Home

Rechtbank Zeeland-West-Brabant, 25-11-2016, ECLI:NL:RBZWB:2016:8008, AWB - 15 _ 7216

Rechtbank Zeeland-West-Brabant, 25-11-2016, ECLI:NL:RBZWB:2016:8008, AWB - 15 _ 7216

Gegevens

Instantie
Rechtbank Zeeland-West-Brabant
Datum uitspraak
25 november 2016
Datum publicatie
10 januari 2017
ECLI
ECLI:NL:RBZWB:2016:8008
Zaaknummer
AWB - 15 _ 7216
Relevante informatie
Wet op de omzetbelasting 1968 [Tekst geldig vanaf 01-01-2024 tot 01-01-2025] art. 15

Inhoudsindicatie

BRE 15/7216 t/m BRE 15/7219

Art. 15 Wet OB, aftrekbare voorbelasting.

Belanghebbende exploiteert een park door middel van diverse activiteiten op het gebied van kunst, cultuur en natuur al dan niet tegen vergoeding. In geschil is of sprake is van niet-economische activiteiten, die tot een aftrekbeperking moeten leiden. Naar het oordeel van de rechtbank is daarvan geen sprake, omdat het park als één geheel wordt geëxploiteerd en daarmee – gezien het commerciële karakter – uitsluitend sprake is van economische activiteiten. De naheffingsaanslagen omzetbelasting worden verminderd. Forfaitaire proceskostenvergoeding. Verwerping belanghebbendes beroep op integrale proceskostenvergoeding op grond van het arrest United Video Properties Inc. (HvJ EU 28 juli 2016, C-57/15) en art. 47 Handvest.

Uitspraak

Belastingrecht, meervoudige kamer

Locatie: Breda

Zaaknummers BRE 15/7216, BRE 15/7217, BRE 15/7218 en BRE 15/7219

uitspraak van 25 november 2016

Uitspraak als bedoeld in afdeling 8.2.6 van de Algemene wet bestuursrecht (Awb) in het geding tussen

[belanghebbende] , gevestigd te [vestigingsplaats] ,

belanghebbende,

en

de inspecteur van de Belastingdienst,

de inspecteur.

1 Ontstaan en loop van het geding

1.1.

De inspecteur heeft aan belanghebbende over de jaren 2009 tot en met 2012

naheffingsaanslagen omzetbelasting en bij beschikkingen verzuimboeten opgelegd (aanslagnummers [aanslagnummer] .F01.9501, [aanslagnummer] .F01.0501, [aanslagnummer] .F01.1501 en [aanslagnummer] .F01.2501). Bij de naheffingsaanslagen is heffingsrente dan wel belastingrente in rekening gebracht.

Korte opdracht A> Leg uit waarom de rechtbank volgens de bron oordeelt dat er geen sprake is van niet-economische activiteiten. Gebruik één tot drie zinnen.

Geëxtraheerde vermeldingen>
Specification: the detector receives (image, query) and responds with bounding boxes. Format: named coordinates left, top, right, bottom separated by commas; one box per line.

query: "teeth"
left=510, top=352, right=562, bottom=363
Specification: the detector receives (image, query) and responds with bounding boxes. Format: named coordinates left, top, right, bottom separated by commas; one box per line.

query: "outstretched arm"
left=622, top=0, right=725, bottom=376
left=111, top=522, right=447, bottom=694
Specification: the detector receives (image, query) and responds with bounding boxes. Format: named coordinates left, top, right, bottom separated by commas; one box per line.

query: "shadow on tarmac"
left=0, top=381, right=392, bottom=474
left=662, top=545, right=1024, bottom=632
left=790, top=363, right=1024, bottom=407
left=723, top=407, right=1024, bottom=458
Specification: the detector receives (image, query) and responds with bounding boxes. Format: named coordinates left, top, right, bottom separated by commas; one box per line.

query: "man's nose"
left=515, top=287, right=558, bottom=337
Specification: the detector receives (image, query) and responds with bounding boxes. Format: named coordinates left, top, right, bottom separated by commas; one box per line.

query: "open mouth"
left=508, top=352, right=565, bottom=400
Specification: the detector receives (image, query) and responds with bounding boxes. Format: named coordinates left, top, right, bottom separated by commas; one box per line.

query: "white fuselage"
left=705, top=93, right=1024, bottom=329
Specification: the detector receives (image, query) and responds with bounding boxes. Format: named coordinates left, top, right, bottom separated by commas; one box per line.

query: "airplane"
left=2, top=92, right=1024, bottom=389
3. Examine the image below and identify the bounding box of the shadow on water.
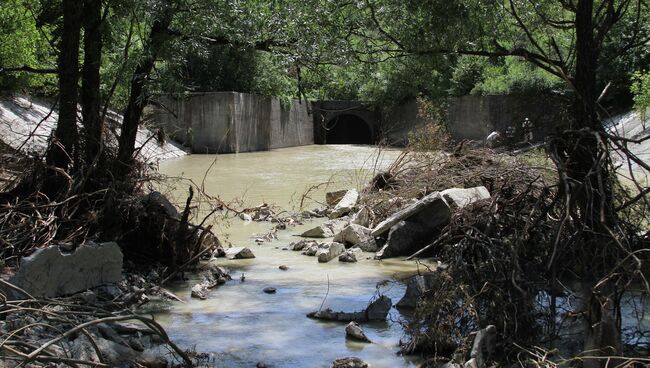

Korte opdracht B> Zet de regels van de vermeldingen om in een JSON-lijst van strings, met één string per regel en zonder lege regels. Neem alleen de regels vanaf het begin van de vermeldingen tot en met de regel met "left=510, top=352, right=562, bottom=363".

Antwoord A> Het park wordt als één geheel geëxploiteerd. Gezien het commerciële karakter is er daardoor uitsluitend sprake van economische activiteiten, en dus niet van niet-economische activiteiten die tot een aftrekbeperking zouden moeten leiden.

Antwoord B>
[
  "Specification: the detector receives (image, query) and responds with bounding boxes. Format: named coordinates left, top, right, bottom separated by commas; one box per line.",
  "query: \"teeth\"",
  "left=510, top=352, right=562, bottom=363"
]